[Task instructions]:
Update these lines by replacing each "trace the outline of" with "draw a polygon around" and leaving everything else unchanged. Omit the pictures from your answer.

─── Records for the exercise

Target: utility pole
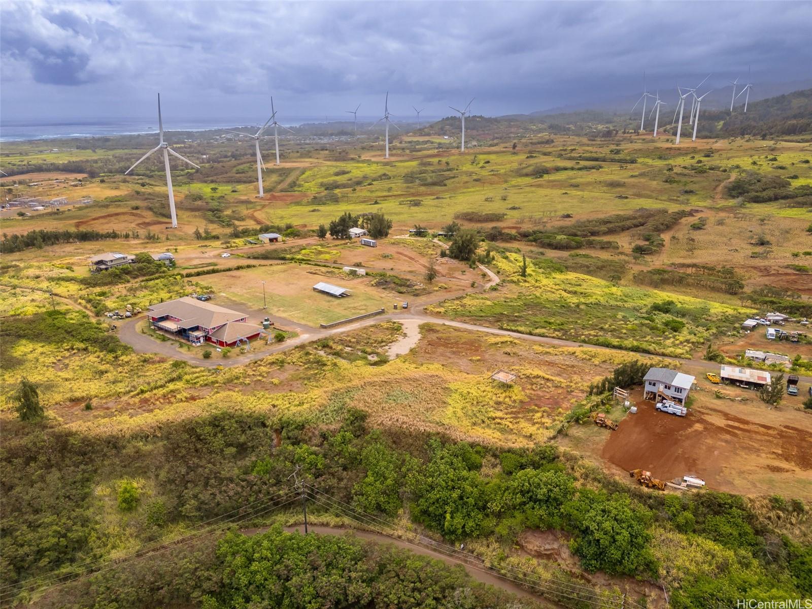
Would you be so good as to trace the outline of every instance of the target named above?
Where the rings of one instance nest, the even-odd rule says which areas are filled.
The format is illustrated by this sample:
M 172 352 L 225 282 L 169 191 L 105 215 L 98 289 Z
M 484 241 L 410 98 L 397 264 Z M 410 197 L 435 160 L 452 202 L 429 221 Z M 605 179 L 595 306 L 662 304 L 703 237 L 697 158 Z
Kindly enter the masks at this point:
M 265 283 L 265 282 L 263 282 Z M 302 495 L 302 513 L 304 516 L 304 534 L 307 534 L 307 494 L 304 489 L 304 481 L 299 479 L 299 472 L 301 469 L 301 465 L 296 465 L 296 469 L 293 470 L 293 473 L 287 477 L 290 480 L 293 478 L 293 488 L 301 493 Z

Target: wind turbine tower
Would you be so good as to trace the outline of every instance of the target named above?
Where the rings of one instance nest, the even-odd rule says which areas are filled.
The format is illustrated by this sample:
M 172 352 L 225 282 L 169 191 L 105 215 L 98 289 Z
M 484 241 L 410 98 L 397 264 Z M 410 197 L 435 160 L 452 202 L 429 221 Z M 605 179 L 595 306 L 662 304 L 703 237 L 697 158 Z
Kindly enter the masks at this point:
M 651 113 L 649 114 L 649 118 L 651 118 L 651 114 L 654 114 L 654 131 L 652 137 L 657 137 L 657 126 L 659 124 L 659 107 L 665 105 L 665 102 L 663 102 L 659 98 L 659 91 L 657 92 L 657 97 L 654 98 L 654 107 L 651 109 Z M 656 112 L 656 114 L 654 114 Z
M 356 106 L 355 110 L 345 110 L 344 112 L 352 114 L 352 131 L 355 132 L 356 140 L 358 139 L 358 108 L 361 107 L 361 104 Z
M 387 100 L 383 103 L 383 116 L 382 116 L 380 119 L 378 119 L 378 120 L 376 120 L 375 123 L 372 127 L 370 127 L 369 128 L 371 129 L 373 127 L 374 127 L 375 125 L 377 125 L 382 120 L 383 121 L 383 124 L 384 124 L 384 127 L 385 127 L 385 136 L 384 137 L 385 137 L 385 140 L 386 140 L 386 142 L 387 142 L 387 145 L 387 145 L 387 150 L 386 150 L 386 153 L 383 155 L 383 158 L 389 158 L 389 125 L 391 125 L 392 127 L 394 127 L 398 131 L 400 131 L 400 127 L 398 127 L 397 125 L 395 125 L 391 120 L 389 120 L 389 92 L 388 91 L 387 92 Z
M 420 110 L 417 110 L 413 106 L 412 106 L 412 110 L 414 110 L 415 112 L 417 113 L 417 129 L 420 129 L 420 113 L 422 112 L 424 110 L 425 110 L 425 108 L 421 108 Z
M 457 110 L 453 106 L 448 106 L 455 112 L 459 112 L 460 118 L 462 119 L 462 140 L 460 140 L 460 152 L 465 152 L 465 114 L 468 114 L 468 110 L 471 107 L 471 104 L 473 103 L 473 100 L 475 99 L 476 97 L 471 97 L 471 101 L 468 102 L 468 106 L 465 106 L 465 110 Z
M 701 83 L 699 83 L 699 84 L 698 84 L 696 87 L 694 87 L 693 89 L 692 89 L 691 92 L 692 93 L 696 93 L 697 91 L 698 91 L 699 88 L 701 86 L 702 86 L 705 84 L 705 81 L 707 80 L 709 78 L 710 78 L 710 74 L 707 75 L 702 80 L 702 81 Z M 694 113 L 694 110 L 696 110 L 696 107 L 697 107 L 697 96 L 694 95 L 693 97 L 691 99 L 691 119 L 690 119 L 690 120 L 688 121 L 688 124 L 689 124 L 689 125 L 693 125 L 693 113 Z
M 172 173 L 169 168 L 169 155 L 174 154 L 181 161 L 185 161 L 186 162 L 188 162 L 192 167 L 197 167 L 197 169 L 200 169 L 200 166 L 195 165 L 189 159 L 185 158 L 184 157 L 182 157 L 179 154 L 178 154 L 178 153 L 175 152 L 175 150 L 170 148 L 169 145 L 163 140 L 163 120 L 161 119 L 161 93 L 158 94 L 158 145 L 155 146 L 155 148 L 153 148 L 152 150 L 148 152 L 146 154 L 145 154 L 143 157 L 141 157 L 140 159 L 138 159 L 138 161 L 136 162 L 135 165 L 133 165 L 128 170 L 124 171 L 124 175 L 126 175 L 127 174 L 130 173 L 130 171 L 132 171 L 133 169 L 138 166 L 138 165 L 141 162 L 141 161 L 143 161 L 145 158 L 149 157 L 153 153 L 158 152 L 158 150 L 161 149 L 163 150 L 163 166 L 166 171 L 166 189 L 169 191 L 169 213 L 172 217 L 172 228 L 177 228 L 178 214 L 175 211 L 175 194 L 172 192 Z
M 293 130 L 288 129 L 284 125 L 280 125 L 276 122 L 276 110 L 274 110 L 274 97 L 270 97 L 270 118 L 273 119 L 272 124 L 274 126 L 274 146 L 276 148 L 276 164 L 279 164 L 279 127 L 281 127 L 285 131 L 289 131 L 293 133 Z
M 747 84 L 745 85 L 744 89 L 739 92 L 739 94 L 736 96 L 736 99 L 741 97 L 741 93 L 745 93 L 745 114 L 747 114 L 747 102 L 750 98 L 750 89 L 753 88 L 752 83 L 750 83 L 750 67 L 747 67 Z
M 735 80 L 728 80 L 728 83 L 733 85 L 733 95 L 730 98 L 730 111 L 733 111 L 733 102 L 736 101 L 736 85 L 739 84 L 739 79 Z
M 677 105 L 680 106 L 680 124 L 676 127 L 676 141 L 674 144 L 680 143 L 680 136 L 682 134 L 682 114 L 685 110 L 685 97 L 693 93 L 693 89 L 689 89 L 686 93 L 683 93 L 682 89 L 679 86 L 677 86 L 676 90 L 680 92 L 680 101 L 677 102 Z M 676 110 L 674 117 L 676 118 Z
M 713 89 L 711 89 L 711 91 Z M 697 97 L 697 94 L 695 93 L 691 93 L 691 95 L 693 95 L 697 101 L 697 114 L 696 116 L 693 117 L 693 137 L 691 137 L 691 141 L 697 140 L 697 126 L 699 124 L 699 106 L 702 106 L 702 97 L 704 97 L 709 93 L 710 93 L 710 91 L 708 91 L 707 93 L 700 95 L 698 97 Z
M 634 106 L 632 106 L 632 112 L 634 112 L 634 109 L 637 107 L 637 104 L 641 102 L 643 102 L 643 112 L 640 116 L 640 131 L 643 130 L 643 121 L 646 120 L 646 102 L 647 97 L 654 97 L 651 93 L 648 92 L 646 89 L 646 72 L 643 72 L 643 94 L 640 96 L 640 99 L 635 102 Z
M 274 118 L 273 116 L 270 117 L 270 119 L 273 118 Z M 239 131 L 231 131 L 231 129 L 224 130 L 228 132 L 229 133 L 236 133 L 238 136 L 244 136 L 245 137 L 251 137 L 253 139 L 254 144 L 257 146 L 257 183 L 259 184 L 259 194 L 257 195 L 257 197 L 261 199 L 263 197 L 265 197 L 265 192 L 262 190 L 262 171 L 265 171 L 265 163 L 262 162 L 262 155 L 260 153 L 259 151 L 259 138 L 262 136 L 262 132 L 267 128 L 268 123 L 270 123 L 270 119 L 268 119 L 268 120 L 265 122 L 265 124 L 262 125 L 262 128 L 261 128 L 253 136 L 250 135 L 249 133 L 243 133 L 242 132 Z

──────

[Answer below]:
Target: utility pole
Would you be so good as to draw a polygon around every instance of the target named above?
Where the rings of one instance nest, the even-odd rule says which areas are filled.
The format is illustrated by this sample:
M 172 352 L 225 282 L 169 191 L 105 215 L 98 289 Z
M 484 241 L 410 98 L 397 264 Z M 410 197 L 435 160 L 452 202 L 429 221 Z M 605 179 L 595 306 L 662 304 L 703 237 L 697 158 Z
Kindly enter the masks at this point:
M 265 283 L 265 282 L 263 282 Z M 302 495 L 302 513 L 304 516 L 304 534 L 307 534 L 307 494 L 304 489 L 304 481 L 299 479 L 299 472 L 301 469 L 301 465 L 296 465 L 296 469 L 293 470 L 293 473 L 287 477 L 290 480 L 293 478 L 293 488 L 301 493 Z

Target: wind turbine tower
Would you be so good as to draw a polygon around every instance of the target named above?
Where the rings of one instance nest, the even-odd rule says which areas are filled.
The format is illustrated by this sample:
M 172 352 L 225 282 L 169 191 L 105 215 L 98 289 Z
M 484 241 L 410 98 L 397 264 Z M 410 197 L 435 160 L 452 202 L 429 221 Z M 605 179 L 595 306 L 662 304 L 703 237 L 697 158 Z
Kindly enter the masks at this point:
M 651 113 L 649 114 L 649 118 L 651 118 L 651 114 L 654 114 L 654 131 L 652 137 L 657 137 L 657 126 L 659 124 L 659 107 L 665 105 L 665 102 L 663 102 L 659 98 L 659 91 L 657 92 L 657 97 L 654 98 L 654 107 L 651 109 Z M 656 112 L 656 114 L 654 114 Z
M 356 106 L 355 110 L 345 110 L 344 112 L 352 114 L 352 131 L 355 132 L 356 140 L 358 139 L 358 108 L 361 107 L 361 104 Z
M 387 100 L 383 103 L 383 116 L 382 116 L 380 119 L 378 119 L 378 120 L 376 120 L 375 123 L 372 127 L 370 127 L 369 128 L 371 129 L 373 127 L 374 127 L 375 125 L 377 125 L 382 120 L 383 121 L 383 124 L 384 124 L 384 127 L 385 127 L 385 136 L 384 137 L 385 137 L 385 140 L 386 140 L 386 142 L 387 142 L 387 145 L 387 145 L 387 150 L 386 150 L 386 153 L 383 155 L 383 158 L 389 158 L 389 125 L 391 125 L 392 127 L 394 127 L 398 131 L 400 131 L 400 127 L 398 127 L 397 125 L 395 125 L 391 120 L 389 120 L 389 92 L 388 91 L 387 92 Z
M 420 110 L 417 110 L 413 106 L 412 106 L 412 110 L 414 110 L 415 112 L 417 113 L 417 129 L 420 129 L 420 113 L 422 112 L 424 110 L 425 110 L 425 108 L 421 108 Z
M 457 110 L 453 106 L 448 106 L 455 112 L 459 112 L 460 118 L 462 119 L 462 140 L 460 140 L 460 152 L 465 152 L 465 114 L 468 114 L 468 110 L 471 107 L 471 104 L 473 103 L 473 100 L 475 99 L 476 97 L 471 97 L 471 101 L 468 102 L 468 106 L 465 106 L 465 110 Z
M 701 83 L 699 83 L 699 84 L 698 84 L 696 87 L 694 87 L 693 89 L 692 89 L 691 92 L 692 93 L 696 93 L 697 91 L 698 91 L 699 88 L 701 86 L 702 86 L 705 84 L 705 81 L 707 80 L 709 78 L 710 78 L 710 74 L 707 75 L 702 80 L 702 81 Z M 694 113 L 694 110 L 696 110 L 696 107 L 697 107 L 697 96 L 694 95 L 693 97 L 691 99 L 691 119 L 690 119 L 690 120 L 688 121 L 688 124 L 689 124 L 689 125 L 693 125 L 693 113 Z
M 172 173 L 169 168 L 169 155 L 174 154 L 181 161 L 185 161 L 186 162 L 188 162 L 192 167 L 197 167 L 197 169 L 200 169 L 200 166 L 195 165 L 189 159 L 185 158 L 184 157 L 182 157 L 179 154 L 178 154 L 178 153 L 175 152 L 175 150 L 170 148 L 169 145 L 163 140 L 163 120 L 161 119 L 161 93 L 158 94 L 158 145 L 155 146 L 155 148 L 153 148 L 152 150 L 148 152 L 146 154 L 145 154 L 143 157 L 141 157 L 140 159 L 138 159 L 138 161 L 136 162 L 135 165 L 133 165 L 128 170 L 124 171 L 124 175 L 126 175 L 127 174 L 130 173 L 130 171 L 132 171 L 133 169 L 138 166 L 138 165 L 141 162 L 141 161 L 143 161 L 145 158 L 149 157 L 153 153 L 158 152 L 158 150 L 161 149 L 163 150 L 163 166 L 166 171 L 166 189 L 169 191 L 169 213 L 172 217 L 172 228 L 177 228 L 178 214 L 175 211 L 175 194 L 172 192 Z
M 293 130 L 288 129 L 284 125 L 280 125 L 276 122 L 276 110 L 274 110 L 274 97 L 270 97 L 270 118 L 273 119 L 272 124 L 274 126 L 274 146 L 276 148 L 276 164 L 279 164 L 279 127 L 281 127 L 285 131 L 289 131 L 293 133 Z
M 747 84 L 745 85 L 744 89 L 739 92 L 739 94 L 736 96 L 736 99 L 741 97 L 741 93 L 745 93 L 745 114 L 747 114 L 747 102 L 750 98 L 750 89 L 753 88 L 752 83 L 750 83 L 750 67 L 747 67 Z
M 735 80 L 728 80 L 728 83 L 733 85 L 733 95 L 730 98 L 730 111 L 733 111 L 733 102 L 736 101 L 736 85 L 739 84 L 739 79 Z
M 677 105 L 680 106 L 680 124 L 676 127 L 676 141 L 674 144 L 680 143 L 680 136 L 682 134 L 682 114 L 685 110 L 685 97 L 693 93 L 693 89 L 689 89 L 686 93 L 683 93 L 682 89 L 679 86 L 677 86 L 676 90 L 680 92 L 680 101 L 677 102 Z M 676 110 L 674 117 L 676 118 Z
M 713 89 L 711 89 L 711 91 Z M 697 97 L 697 94 L 695 93 L 691 93 L 691 95 L 693 95 L 697 101 L 697 114 L 696 116 L 693 117 L 693 137 L 691 137 L 691 141 L 697 140 L 697 126 L 699 124 L 699 106 L 702 106 L 702 97 L 704 97 L 709 93 L 710 93 L 710 91 L 708 91 L 707 93 L 700 95 L 698 97 Z
M 634 106 L 632 106 L 632 112 L 634 112 L 634 109 L 637 107 L 637 104 L 641 102 L 643 102 L 643 112 L 640 116 L 640 131 L 643 130 L 643 121 L 646 120 L 646 102 L 647 97 L 654 97 L 651 93 L 648 92 L 646 89 L 646 72 L 643 72 L 643 94 L 640 96 L 640 99 L 635 102 Z
M 274 118 L 273 116 L 270 117 L 270 119 L 273 118 Z M 239 131 L 231 131 L 231 129 L 224 130 L 228 132 L 229 133 L 236 133 L 238 136 L 244 136 L 245 137 L 251 137 L 253 139 L 254 144 L 257 146 L 257 183 L 259 184 L 259 194 L 257 195 L 257 197 L 261 199 L 263 197 L 265 197 L 265 192 L 262 190 L 262 171 L 265 171 L 265 163 L 262 162 L 262 155 L 260 153 L 259 151 L 259 138 L 262 136 L 262 132 L 267 128 L 268 123 L 270 123 L 270 119 L 268 119 L 268 120 L 265 122 L 265 124 L 262 125 L 262 128 L 261 128 L 253 136 L 250 135 L 249 133 L 243 133 L 242 132 Z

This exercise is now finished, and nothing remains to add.